Text under study:
►

Medical Ethics and Religions

“Giving in the various Religions”

Gift and Voluntary Help:    Jean-François MATTEI (President of the Red Cross of France)
By its very nature, a gift is freely given when it is not remunerated although this would be possible|
he gift can be material (money, some good)

  • spiritual (a word, life), and thus it can go as far as the gift of self;
  • bodily (all or part of the body), which raises ethical questions.

A gift has four characteristics:

  • it is individual, from one person to another person;
  • it is pertinent, adapted to the needs of the one receiving it;
  • it is spontaneous, not based on merit (or retribution or reward);
  • it is freely given, authentic, disinterested.
  1.  This idea of gift is more and more in contradiction to the facts of daily life. E.g. the gift of organs: the body is not a property, it cannot be made available to possible buyers.
  2. The gift is necessary for life in a society. E.g. the gift of blood: it is freely given, but society pays those who work in that area.
  3. Motivations: according to A. Comte, altruism is innate; nevertheless, individualism triumphs… But there is also an existential altruism of compassion: helping the other gives one the comforting impression of being useful for something.
  4. Altruism as giving value: the person who gives is suspect; however, true altruism does exist. Denying that the other can love is a proof of one’s own selfishness.

Generosity resembles love.
One can give without loving, but one cannot love without giving.
The less love there is, the more generosity is necessary.
Love cannot be commanded, but generosity can. That is why generosity is a duty.

As you can imagine, these few notes cannot give you all the wealth and depth of J.F. Mattei’s talk. But I’m passing them on to you as a possible basis for reflection.
As to the other talks, I will only mention them.

The Buddhist point of view was presented by Julien CLAYET-MAREL (Ph.D. in law).

◄

What to do:
a - In the notes on giving, what does Jean-François Mattei say generosity is, since it can be commanded while love cannot?
b - Set down the passage of the notes on giving between "3. Motivations: according" and "only mention them.", inclusive.

Data extract:

►

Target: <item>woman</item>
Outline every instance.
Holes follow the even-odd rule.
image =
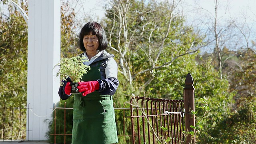
[[[78,82],[80,94],[74,95],[72,144],[114,144],[118,142],[112,96],[119,85],[114,56],[106,51],[108,40],[98,23],[86,24],[80,32],[79,47],[91,70]],[[71,95],[70,80],[60,86],[62,100]]]

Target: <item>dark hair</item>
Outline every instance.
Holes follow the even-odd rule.
[[[86,50],[84,45],[83,39],[84,36],[88,35],[92,32],[92,35],[96,35],[99,38],[99,44],[98,50],[100,51],[105,50],[108,46],[108,39],[105,30],[100,24],[96,22],[89,22],[83,27],[79,34],[79,48],[82,51]]]

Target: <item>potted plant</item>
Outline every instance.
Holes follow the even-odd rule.
[[[60,80],[66,80],[68,78],[71,79],[72,82],[72,93],[78,93],[78,82],[81,81],[82,76],[90,70],[89,66],[84,64],[84,62],[88,61],[88,58],[84,56],[74,56],[71,58],[63,58],[59,62],[54,66],[53,69],[58,67],[56,76],[60,76]],[[63,83],[61,82],[61,85]]]

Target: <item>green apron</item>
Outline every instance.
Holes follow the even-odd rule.
[[[84,81],[100,79],[100,65],[82,78]],[[114,144],[118,142],[112,96],[98,91],[85,96],[74,94],[72,144]]]

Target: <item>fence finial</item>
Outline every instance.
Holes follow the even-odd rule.
[[[191,76],[190,73],[188,73],[185,80],[185,88],[184,89],[194,89],[193,84],[194,80],[193,80],[192,76]]]

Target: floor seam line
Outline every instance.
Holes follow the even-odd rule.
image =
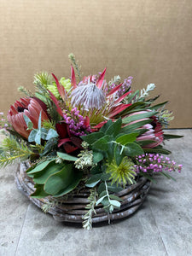
[[[150,207],[150,210],[151,210],[151,213],[152,213],[152,215],[153,215],[153,217],[154,217],[154,222],[155,222],[155,225],[156,225],[157,230],[158,230],[158,233],[160,234],[160,240],[162,241],[164,248],[165,248],[165,250],[166,250],[166,255],[169,256],[169,253],[168,253],[168,252],[167,252],[167,250],[166,250],[166,245],[165,245],[164,241],[163,241],[163,237],[162,237],[162,236],[161,236],[161,234],[160,234],[160,230],[159,230],[159,226],[158,226],[158,224],[157,224],[155,217],[154,217],[154,212],[153,212],[153,210],[152,210],[152,207],[151,207],[151,203],[150,203],[149,200],[148,200],[148,204],[149,204],[149,207]]]
[[[17,242],[17,246],[16,246],[16,249],[15,249],[15,256],[16,255],[16,253],[17,253],[17,249],[18,249],[18,246],[19,246],[19,243],[20,243],[20,236],[21,236],[21,234],[22,234],[22,230],[23,230],[23,227],[24,227],[24,224],[26,223],[26,214],[28,212],[28,209],[29,209],[29,206],[30,206],[31,203],[29,203],[28,207],[27,207],[27,209],[26,211],[26,214],[25,214],[25,217],[24,217],[24,221],[23,221],[23,224],[22,224],[22,226],[21,226],[21,230],[20,230],[20,236],[19,236],[19,239],[18,239],[18,242]]]

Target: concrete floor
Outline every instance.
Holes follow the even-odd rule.
[[[177,182],[161,176],[132,217],[90,231],[57,223],[21,195],[15,166],[0,172],[0,255],[192,255],[192,130],[166,143],[183,164]]]

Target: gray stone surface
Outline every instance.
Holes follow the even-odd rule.
[[[0,255],[192,255],[192,130],[169,133],[185,136],[166,146],[184,166],[177,182],[159,177],[136,214],[90,231],[43,213],[16,190],[14,166],[1,170]]]

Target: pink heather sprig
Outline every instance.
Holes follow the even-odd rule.
[[[123,96],[125,92],[131,90],[131,85],[132,84],[132,79],[133,77],[128,77],[127,79],[125,79],[124,80],[123,84],[121,85],[120,89],[118,90],[117,92],[117,96]],[[109,91],[113,89],[115,86],[117,86],[117,84],[112,84],[109,86]]]
[[[69,125],[69,131],[71,134],[74,136],[85,135],[85,131],[91,132],[90,126],[84,125],[85,119],[79,114],[79,110],[74,108],[71,110],[71,113],[64,113],[63,118],[65,122]]]
[[[136,172],[160,172],[163,171],[181,172],[183,165],[176,165],[176,162],[171,160],[169,157],[164,157],[159,154],[145,154],[138,155],[136,158]]]

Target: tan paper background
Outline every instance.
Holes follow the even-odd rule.
[[[38,71],[133,76],[170,100],[172,128],[192,127],[191,0],[0,0],[0,112],[32,87]]]

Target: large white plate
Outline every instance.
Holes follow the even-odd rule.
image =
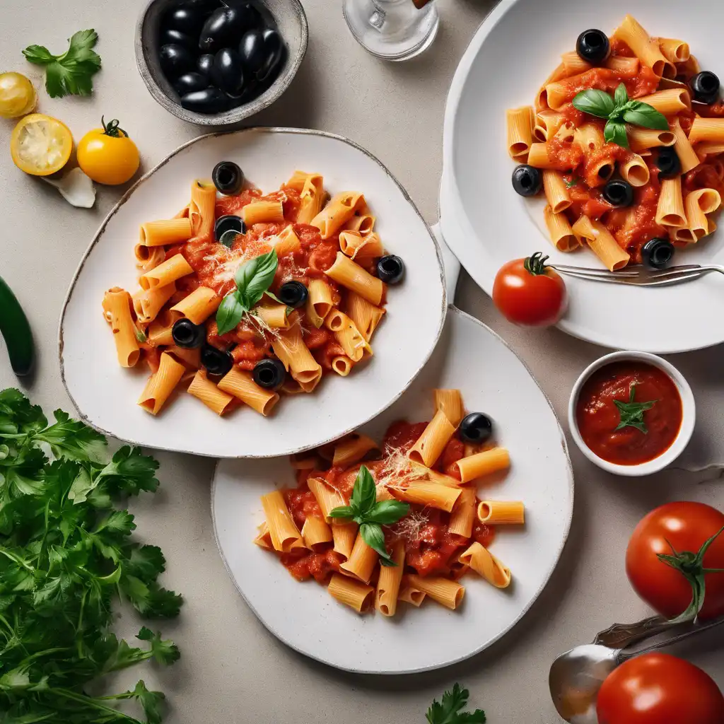
[[[264,190],[295,169],[319,172],[332,193],[364,192],[387,248],[405,260],[405,281],[388,292],[374,357],[349,377],[329,375],[312,395],[282,399],[264,418],[251,409],[219,418],[179,395],[157,418],[136,405],[146,372],[122,369],[101,313],[104,292],[137,288],[134,240],[144,221],[173,216],[188,203],[194,178],[235,161]],[[340,136],[296,129],[248,129],[190,141],[142,178],[104,222],[70,286],[60,321],[61,370],[78,413],[123,440],[217,458],[287,455],[363,424],[407,389],[442,329],[447,300],[440,252],[415,205],[373,156]]]
[[[445,241],[489,294],[507,261],[544,251],[554,262],[599,266],[581,251],[557,251],[513,190],[505,109],[531,104],[541,83],[587,28],[610,33],[631,12],[652,35],[681,38],[702,67],[724,72],[720,28],[724,4],[660,0],[502,0],[460,61],[445,111],[440,225]],[[539,211],[536,211],[536,214]],[[724,230],[679,263],[724,262]],[[671,353],[724,342],[724,280],[712,274],[660,289],[565,279],[571,292],[564,331],[607,347]]]
[[[211,510],[227,568],[264,626],[307,656],[371,673],[446,666],[482,650],[511,628],[553,571],[568,534],[573,487],[565,439],[548,400],[494,332],[451,307],[425,369],[365,432],[379,439],[394,420],[429,419],[432,390],[438,387],[460,387],[468,409],[493,418],[496,439],[510,449],[513,466],[505,479],[489,487],[489,494],[524,500],[526,508],[525,528],[499,529],[492,546],[512,569],[513,586],[503,592],[468,577],[458,611],[426,602],[392,620],[379,615],[361,617],[315,581],[297,582],[275,556],[252,543],[264,520],[260,496],[274,485],[294,485],[288,460],[222,460],[216,467]]]

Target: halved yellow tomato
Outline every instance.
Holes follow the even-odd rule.
[[[70,158],[73,137],[56,118],[33,113],[15,126],[10,136],[10,155],[21,170],[32,176],[49,176]]]

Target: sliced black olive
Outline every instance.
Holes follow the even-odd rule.
[[[234,358],[230,352],[224,352],[211,345],[201,348],[201,364],[209,374],[223,376],[234,366]]]
[[[229,107],[229,98],[219,88],[208,88],[182,96],[181,105],[198,113],[221,113]]]
[[[492,434],[492,420],[481,412],[471,412],[466,416],[458,428],[458,437],[463,442],[469,442],[473,445],[487,442]]]
[[[674,245],[668,239],[649,239],[641,248],[644,264],[654,269],[668,266],[674,256]]]
[[[405,277],[405,262],[395,254],[382,256],[377,261],[377,278],[386,284],[399,284]]]
[[[251,373],[254,382],[265,390],[279,390],[284,384],[287,371],[281,360],[276,357],[259,360]]]
[[[710,106],[719,94],[719,78],[710,70],[697,73],[689,82],[695,101]]]
[[[589,63],[602,63],[611,52],[611,43],[608,35],[603,30],[592,28],[584,30],[578,35],[576,43],[576,52],[578,56]]]
[[[603,198],[614,206],[630,206],[634,203],[634,187],[623,179],[612,179],[603,187]]]
[[[241,56],[230,48],[222,48],[214,59],[211,80],[216,88],[232,96],[238,95],[244,85]]]
[[[296,309],[302,306],[307,300],[309,292],[301,282],[292,280],[285,282],[279,287],[277,296],[282,304],[286,304],[287,307],[293,307]]]
[[[179,347],[193,349],[206,341],[206,328],[203,324],[194,324],[190,319],[179,319],[174,322],[171,336]]]
[[[214,167],[211,180],[221,193],[233,196],[244,185],[244,172],[233,161],[220,161]]]
[[[543,188],[543,176],[534,167],[521,164],[513,169],[513,188],[521,196],[534,196]]]
[[[214,224],[214,234],[216,241],[220,241],[222,235],[227,231],[233,231],[237,234],[246,233],[246,224],[241,216],[234,214],[226,214],[216,220]]]
[[[159,51],[161,67],[169,80],[175,80],[193,70],[193,56],[183,46],[171,43],[161,46]]]
[[[681,173],[681,161],[670,146],[659,149],[656,155],[656,165],[659,167],[659,178],[673,179]]]
[[[174,83],[174,88],[180,96],[185,96],[186,93],[209,88],[209,80],[201,73],[192,71],[190,73],[184,73],[177,78]]]

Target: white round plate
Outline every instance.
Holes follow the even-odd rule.
[[[119,367],[103,319],[104,292],[138,288],[133,244],[145,221],[172,216],[192,181],[222,159],[236,161],[265,191],[295,169],[318,172],[332,193],[358,189],[376,230],[407,266],[390,287],[374,356],[348,377],[325,376],[311,395],[285,397],[265,418],[242,408],[219,418],[190,395],[153,417],[136,405],[148,376]],[[144,176],[109,214],[76,272],[60,320],[61,371],[83,419],[137,445],[216,458],[288,455],[334,439],[391,405],[425,364],[442,329],[447,300],[439,249],[405,190],[373,156],[340,136],[285,128],[247,129],[194,139]]]
[[[499,528],[491,546],[510,567],[513,585],[500,591],[470,576],[464,579],[467,590],[457,611],[425,602],[419,609],[403,605],[392,620],[358,615],[315,581],[298,583],[275,555],[252,542],[264,520],[260,496],[275,485],[295,484],[289,461],[222,460],[214,474],[211,510],[227,569],[262,623],[297,651],[337,668],[368,673],[447,666],[509,631],[550,577],[573,513],[565,439],[537,383],[494,332],[451,307],[440,344],[425,369],[364,432],[380,439],[395,420],[429,419],[432,390],[440,387],[459,387],[468,410],[489,414],[496,439],[510,451],[510,472],[487,490],[493,498],[525,501],[525,527]]]
[[[552,263],[600,266],[594,254],[565,254],[548,240],[542,206],[518,196],[505,145],[505,110],[530,104],[579,33],[610,33],[632,13],[653,35],[681,38],[707,68],[724,72],[724,4],[661,0],[502,0],[481,26],[455,73],[445,111],[440,225],[445,241],[488,294],[510,259],[535,251]],[[721,226],[721,224],[720,224]],[[678,250],[678,264],[724,263],[724,230]],[[724,342],[724,279],[710,274],[645,288],[565,277],[571,304],[560,327],[606,347],[683,352]]]

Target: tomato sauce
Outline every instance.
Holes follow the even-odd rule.
[[[647,432],[617,430],[621,413],[614,400],[653,402],[643,412]],[[584,442],[596,455],[617,465],[639,465],[658,458],[678,434],[683,419],[676,384],[662,370],[643,362],[614,362],[597,370],[581,389],[576,421]]]

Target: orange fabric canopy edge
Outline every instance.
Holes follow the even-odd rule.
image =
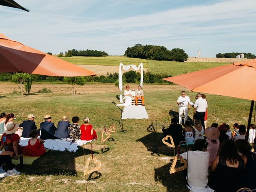
[[[256,100],[255,63],[254,59],[163,79],[193,92]]]
[[[59,76],[96,75],[96,74],[52,56],[0,34],[1,72],[27,73]]]

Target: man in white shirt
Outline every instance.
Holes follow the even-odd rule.
[[[188,120],[188,110],[190,110],[190,99],[188,96],[186,95],[186,92],[181,92],[181,96],[180,96],[177,100],[177,104],[180,106],[179,112],[179,123],[181,124],[182,120],[182,114],[184,113],[184,123]]]
[[[205,139],[198,139],[194,144],[195,151],[188,151],[180,155],[188,161],[186,179],[193,188],[203,189],[208,183],[208,168],[210,154],[206,152],[208,143]]]
[[[205,128],[204,125],[204,116],[205,116],[205,111],[206,110],[208,105],[207,102],[205,99],[202,98],[202,95],[200,93],[197,94],[198,98],[194,105],[194,108],[196,109],[196,114],[195,114],[195,119],[198,119],[201,122],[201,124],[204,128],[204,130]]]

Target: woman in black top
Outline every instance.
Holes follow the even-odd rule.
[[[244,161],[245,166],[243,174],[243,187],[256,189],[255,173],[256,172],[256,154],[251,152],[248,141],[238,139],[236,141],[238,151],[243,154],[242,158]]]
[[[209,186],[217,192],[236,192],[243,186],[239,181],[242,180],[244,160],[231,140],[223,142],[219,153],[211,166],[212,172],[209,177]],[[234,182],[234,178],[238,182]]]

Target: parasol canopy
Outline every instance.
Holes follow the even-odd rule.
[[[0,33],[0,72],[59,76],[95,75],[91,71],[12,40]]]
[[[163,79],[193,92],[251,100],[246,138],[248,139],[256,100],[256,59]]]
[[[13,0],[0,0],[0,5],[22,9],[28,12],[29,11],[28,9],[20,6]]]

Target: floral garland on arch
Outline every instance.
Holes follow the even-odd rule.
[[[119,72],[118,74],[118,85],[119,87],[119,90],[121,92],[120,94],[120,99],[119,101],[120,103],[123,103],[123,95],[122,92],[122,91],[123,90],[123,77],[122,74],[122,67],[123,69],[125,71],[127,71],[130,68],[132,67],[132,69],[136,71],[139,70],[140,68],[140,86],[142,87],[143,84],[143,64],[142,63],[140,62],[140,64],[137,67],[135,65],[124,65],[122,62],[120,63],[119,65]]]

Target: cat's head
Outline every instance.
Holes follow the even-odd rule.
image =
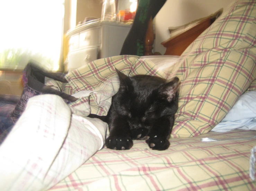
[[[118,114],[127,119],[131,129],[150,129],[160,118],[174,117],[178,108],[178,78],[167,82],[148,75],[129,77],[116,71],[120,87],[114,107]]]

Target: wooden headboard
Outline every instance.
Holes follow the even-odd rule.
[[[165,55],[180,56],[187,48],[214,21],[216,18],[209,17],[197,22],[194,26],[161,43],[166,48]],[[146,33],[144,55],[161,55],[159,52],[152,52],[155,39],[152,18]]]

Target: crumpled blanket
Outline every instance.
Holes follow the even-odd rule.
[[[71,114],[58,96],[30,98],[0,147],[1,191],[48,189],[103,148],[107,130],[100,120]]]
[[[78,99],[67,103],[49,94],[27,99],[25,110],[0,145],[1,191],[47,190],[102,148],[107,124],[86,117],[107,114],[119,87],[116,68],[130,76],[167,78],[170,72],[164,72],[145,58],[124,56],[75,70],[65,76],[68,83],[46,79],[46,85]]]
[[[256,130],[256,91],[242,95],[221,121],[211,131],[226,132],[236,129]]]

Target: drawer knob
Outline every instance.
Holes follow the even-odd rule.
[[[86,41],[87,40],[88,40],[90,39],[90,36],[89,35],[86,35],[85,37],[85,39],[83,40],[84,41]]]
[[[89,54],[87,54],[85,59],[83,59],[83,60],[85,61],[88,61],[88,60],[89,60],[89,59],[90,59],[90,55]]]

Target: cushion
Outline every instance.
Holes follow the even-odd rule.
[[[172,137],[211,130],[255,79],[256,16],[255,1],[236,1],[182,54]]]

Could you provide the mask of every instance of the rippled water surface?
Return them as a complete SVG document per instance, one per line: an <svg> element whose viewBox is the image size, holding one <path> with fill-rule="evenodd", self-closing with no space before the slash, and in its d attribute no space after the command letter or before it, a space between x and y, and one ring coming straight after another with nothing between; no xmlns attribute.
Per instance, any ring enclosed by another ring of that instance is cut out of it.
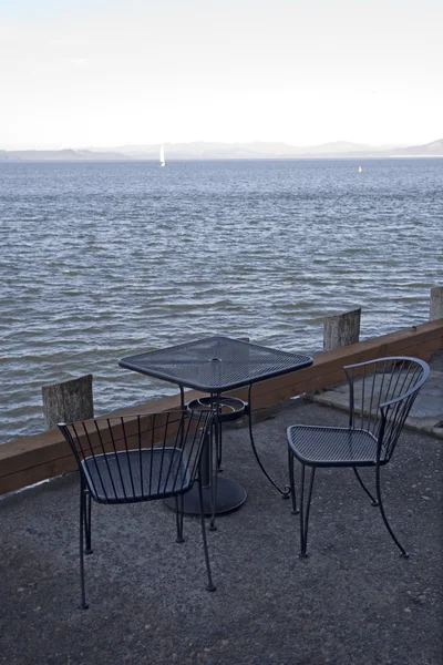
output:
<svg viewBox="0 0 443 665"><path fill-rule="evenodd" d="M42 429L45 383L92 372L97 415L176 392L119 368L140 350L424 321L442 186L443 160L0 164L0 441Z"/></svg>

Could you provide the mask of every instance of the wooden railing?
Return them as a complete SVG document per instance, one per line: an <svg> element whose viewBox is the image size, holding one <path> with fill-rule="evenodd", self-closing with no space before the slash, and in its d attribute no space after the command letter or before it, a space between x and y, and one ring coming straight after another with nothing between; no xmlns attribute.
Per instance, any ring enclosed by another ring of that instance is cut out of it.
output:
<svg viewBox="0 0 443 665"><path fill-rule="evenodd" d="M413 356L430 360L435 350L443 348L443 319L413 326L390 335L382 335L331 351L317 354L313 365L254 386L254 409L270 407L290 397L327 388L344 380L343 366L383 356ZM200 395L186 392L190 401ZM246 398L246 390L234 391ZM153 413L179 407L179 396L167 397L144 406L114 411L113 416ZM107 415L111 416L111 415ZM75 469L68 443L58 429L0 446L0 494L28 487Z"/></svg>

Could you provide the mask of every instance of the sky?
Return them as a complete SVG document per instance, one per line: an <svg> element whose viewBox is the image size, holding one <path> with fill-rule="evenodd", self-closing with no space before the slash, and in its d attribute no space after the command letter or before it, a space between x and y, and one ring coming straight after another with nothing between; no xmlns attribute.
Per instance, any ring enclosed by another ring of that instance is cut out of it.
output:
<svg viewBox="0 0 443 665"><path fill-rule="evenodd" d="M443 137L443 0L0 0L0 149Z"/></svg>

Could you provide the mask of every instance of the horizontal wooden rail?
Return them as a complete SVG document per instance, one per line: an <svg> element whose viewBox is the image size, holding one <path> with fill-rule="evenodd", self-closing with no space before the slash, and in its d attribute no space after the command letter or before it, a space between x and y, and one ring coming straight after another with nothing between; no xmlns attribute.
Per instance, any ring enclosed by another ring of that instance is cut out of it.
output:
<svg viewBox="0 0 443 665"><path fill-rule="evenodd" d="M315 356L311 367L256 383L253 388L253 407L261 409L289 397L343 381L344 365L363 362L383 356L413 356L430 360L433 352L441 348L443 348L443 319L437 319L318 354ZM189 390L186 391L185 399L190 401L200 395L196 390ZM246 399L247 390L236 390L233 391L233 395ZM178 407L179 395L176 395L144 406L120 409L106 416L147 415ZM75 461L59 430L50 430L3 443L0 446L0 494L74 469Z"/></svg>

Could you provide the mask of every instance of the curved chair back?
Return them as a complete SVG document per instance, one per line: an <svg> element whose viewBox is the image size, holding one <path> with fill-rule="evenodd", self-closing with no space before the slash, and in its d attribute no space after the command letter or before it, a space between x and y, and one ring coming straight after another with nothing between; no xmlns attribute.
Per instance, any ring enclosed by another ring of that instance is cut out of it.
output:
<svg viewBox="0 0 443 665"><path fill-rule="evenodd" d="M103 503L132 503L192 488L212 421L210 411L169 411L59 428L92 497Z"/></svg>
<svg viewBox="0 0 443 665"><path fill-rule="evenodd" d="M378 459L390 460L416 395L430 368L419 358L377 358L343 368L350 388L349 427L370 431Z"/></svg>

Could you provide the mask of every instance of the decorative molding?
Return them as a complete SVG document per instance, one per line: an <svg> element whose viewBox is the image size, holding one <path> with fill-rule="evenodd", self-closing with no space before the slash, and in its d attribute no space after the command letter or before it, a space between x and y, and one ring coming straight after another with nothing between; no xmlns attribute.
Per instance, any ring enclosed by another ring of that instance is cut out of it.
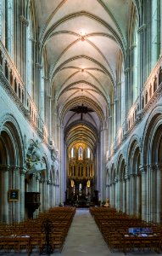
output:
<svg viewBox="0 0 162 256"><path fill-rule="evenodd" d="M36 67L39 69L42 69L42 65L41 65L40 63L36 62Z"/></svg>
<svg viewBox="0 0 162 256"><path fill-rule="evenodd" d="M124 71L125 73L129 73L130 72L130 67L126 67Z"/></svg>
<svg viewBox="0 0 162 256"><path fill-rule="evenodd" d="M141 26L138 27L137 29L137 32L140 34L143 32L143 30L146 29L147 25L146 24L142 24Z"/></svg>
<svg viewBox="0 0 162 256"><path fill-rule="evenodd" d="M24 15L20 15L20 22L25 24L26 26L29 26L29 20Z"/></svg>

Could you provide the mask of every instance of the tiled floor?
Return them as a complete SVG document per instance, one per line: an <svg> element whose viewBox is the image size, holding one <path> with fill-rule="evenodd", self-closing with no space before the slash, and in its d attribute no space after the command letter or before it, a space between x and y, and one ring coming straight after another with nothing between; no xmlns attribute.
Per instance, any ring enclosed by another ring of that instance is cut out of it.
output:
<svg viewBox="0 0 162 256"><path fill-rule="evenodd" d="M0 252L0 256L26 256L25 252L21 253ZM39 253L34 250L31 256L37 256ZM98 229L88 209L77 209L70 228L65 243L61 253L55 251L51 256L124 256L121 252L111 253ZM127 255L157 256L153 252L130 252Z"/></svg>

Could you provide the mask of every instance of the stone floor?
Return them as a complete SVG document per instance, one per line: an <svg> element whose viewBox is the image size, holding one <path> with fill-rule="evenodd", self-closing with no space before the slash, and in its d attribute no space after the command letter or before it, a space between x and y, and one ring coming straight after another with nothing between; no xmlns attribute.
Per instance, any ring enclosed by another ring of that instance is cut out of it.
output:
<svg viewBox="0 0 162 256"><path fill-rule="evenodd" d="M1 256L26 256L25 252L21 253L0 252ZM33 250L31 256L39 255L36 250ZM77 209L73 222L70 228L61 253L55 251L51 256L123 256L122 252L111 253L98 229L88 209ZM156 253L130 252L126 255L158 255Z"/></svg>

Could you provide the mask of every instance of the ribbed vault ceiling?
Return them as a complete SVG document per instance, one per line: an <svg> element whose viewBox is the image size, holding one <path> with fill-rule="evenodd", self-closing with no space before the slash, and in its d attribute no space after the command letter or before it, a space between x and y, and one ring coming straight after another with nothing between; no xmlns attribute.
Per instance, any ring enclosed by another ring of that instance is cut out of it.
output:
<svg viewBox="0 0 162 256"><path fill-rule="evenodd" d="M68 144L82 139L95 144L87 124L99 131L108 119L120 55L125 59L131 5L131 0L35 0L55 107L65 129L78 122ZM70 109L82 104L94 112L81 119Z"/></svg>

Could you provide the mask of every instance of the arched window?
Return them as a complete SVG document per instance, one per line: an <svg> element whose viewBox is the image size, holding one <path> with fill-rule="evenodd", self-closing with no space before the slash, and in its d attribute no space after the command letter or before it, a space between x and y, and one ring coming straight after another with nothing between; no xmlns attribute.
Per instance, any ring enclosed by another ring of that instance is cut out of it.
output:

◄

Answer set:
a - A duty.

b -
3. Motivations: according to A. Comte, altruism is innate; nevertheless, individualism triumphs… But there is also an existential altruism of compassion: helping the other gives one the comforting impression of being useful for something.
  4. Altruism as giving value: the person who gives is suspect; however, true altruism does exist. Denying that the other can love is a proof of one’s own selfishness.

Generosity resembles love.
One can give without loving, but one cannot love without giving.
The less love there is, the more generosity is necessary.
Love cannot be commanded, but generosity can. That is why generosity is a duty.

As you can imagine, these few notes cannot give you all the wealth and depth of J.F. Mattei’s talk. But I’m passing them on to you as a possible basis for reflection.
As to the other talks, I will only mention them.